--- Written request ---
Reproduce every line of the records below verbatim, keeping their order and making no changes.
--- begin ---
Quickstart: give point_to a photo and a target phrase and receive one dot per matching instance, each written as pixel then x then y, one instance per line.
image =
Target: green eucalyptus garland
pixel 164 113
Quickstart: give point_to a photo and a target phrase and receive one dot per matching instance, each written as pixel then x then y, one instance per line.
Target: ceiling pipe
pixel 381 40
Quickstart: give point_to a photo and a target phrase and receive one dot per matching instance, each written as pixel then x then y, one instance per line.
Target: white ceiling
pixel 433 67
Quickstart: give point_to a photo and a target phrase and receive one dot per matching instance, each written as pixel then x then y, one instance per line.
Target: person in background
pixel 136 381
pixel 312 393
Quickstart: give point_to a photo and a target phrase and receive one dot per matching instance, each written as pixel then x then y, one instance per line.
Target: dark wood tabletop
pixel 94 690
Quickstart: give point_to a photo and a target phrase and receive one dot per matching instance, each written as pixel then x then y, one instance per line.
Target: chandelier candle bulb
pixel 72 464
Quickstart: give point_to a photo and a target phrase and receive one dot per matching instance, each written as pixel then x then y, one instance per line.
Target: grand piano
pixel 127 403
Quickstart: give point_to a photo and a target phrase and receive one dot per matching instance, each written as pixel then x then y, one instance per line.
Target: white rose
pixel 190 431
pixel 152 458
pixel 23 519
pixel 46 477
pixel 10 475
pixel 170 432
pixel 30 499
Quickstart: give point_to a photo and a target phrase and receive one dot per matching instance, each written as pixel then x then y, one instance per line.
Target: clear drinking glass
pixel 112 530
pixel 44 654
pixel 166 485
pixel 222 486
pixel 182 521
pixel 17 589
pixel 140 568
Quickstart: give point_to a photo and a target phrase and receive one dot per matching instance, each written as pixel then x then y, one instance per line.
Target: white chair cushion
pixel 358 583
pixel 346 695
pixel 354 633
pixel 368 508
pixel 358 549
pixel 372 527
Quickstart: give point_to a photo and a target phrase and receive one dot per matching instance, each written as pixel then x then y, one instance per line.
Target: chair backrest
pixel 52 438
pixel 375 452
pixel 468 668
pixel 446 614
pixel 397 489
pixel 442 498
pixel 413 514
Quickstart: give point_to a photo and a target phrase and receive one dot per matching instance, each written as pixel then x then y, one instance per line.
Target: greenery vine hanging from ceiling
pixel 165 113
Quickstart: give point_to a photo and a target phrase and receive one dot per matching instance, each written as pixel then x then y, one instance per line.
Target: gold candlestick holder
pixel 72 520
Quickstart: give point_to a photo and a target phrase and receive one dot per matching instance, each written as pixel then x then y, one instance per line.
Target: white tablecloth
--- end ---
--- Correct output ---
Quickstart: give point_to a photo and a target phrase and receive one dot per matching instance, each written as pixel then x then y, one instance per line.
image =
Target: green eucalyptus garland
pixel 164 113
Quickstart: give point_to a photo and a target phrase and receive one dot per matching instance, each written as pixel then x then y, one instance per line.
Target: ceiling pipe
pixel 381 40
Quickstart: give point_to a photo and a target phrase and receive one dot per matching instance, each written as pixel then x then y, one instance per line.
Target: white ceiling
pixel 433 67
Quickstart: give point_to a photo and a target phrase and receive one dot per matching instance, each written as pixel then x then y, one instance per line.
Target: person in background
pixel 136 381
pixel 312 393
Quickstart: give point_to a photo and a target phrase and receive one dot per matching instance, each written as pixel then x then y, one instance per line.
Target: dark wood tabletop
pixel 94 690
Quickstart: give point_to a photo and a target phrase and receive one dot per matching instance, each written as pixel then x then y, one instance per line.
Target: chandelier candle bulb
pixel 72 464
Quickstart: give point_to a photo and a target phrase and receive one dot per matching instance, each written as pixel then x then y, one instance per line.
Target: grand piano
pixel 127 403
Quickstart: give point_to a photo and a target phrase and receive one dot per matching instance, each written as pixel then x then y, one instance per line.
Target: white rose
pixel 190 431
pixel 152 458
pixel 23 519
pixel 46 477
pixel 10 475
pixel 170 432
pixel 30 499
Quickstart: give point_to a photo and a target phrase and receive one dot per matching instance, each written as pixel then x then y, one instance per line.
Target: clear drinking glass
pixel 112 530
pixel 44 654
pixel 166 485
pixel 222 486
pixel 182 521
pixel 17 589
pixel 140 568
Quickstart: give point_to a photo and a target phrase and receive one dot per matching instance, each written as pixel then x then y, one instance per line.
Target: white chair cushion
pixel 358 583
pixel 346 695
pixel 354 633
pixel 368 508
pixel 358 549
pixel 372 527
Quickstart: give point_to a photo and a target phrase and receive one dot per matching instance, each written as pixel then x then y, one instance per line.
Target: chair backrest
pixel 52 438
pixel 375 452
pixel 468 668
pixel 446 614
pixel 397 489
pixel 442 498
pixel 413 514
Quickstart: give point_to a photo and a target phrase and receive one dot per matching instance, each written as pixel then x then y, one instance per line.
Target: greenery vine hanging from ceiling
pixel 165 113
Quickstart: give point_to a photo and a target phrase and receive one dot per matching instance, each written as pixel then x then y, one instance per line.
Target: gold candlestick holder
pixel 72 520
Quickstart: give point_to a photo and a target phrase and receive one dot per matching instance, each written as pixel then x then y, one instance per line.
Target: white tablecloth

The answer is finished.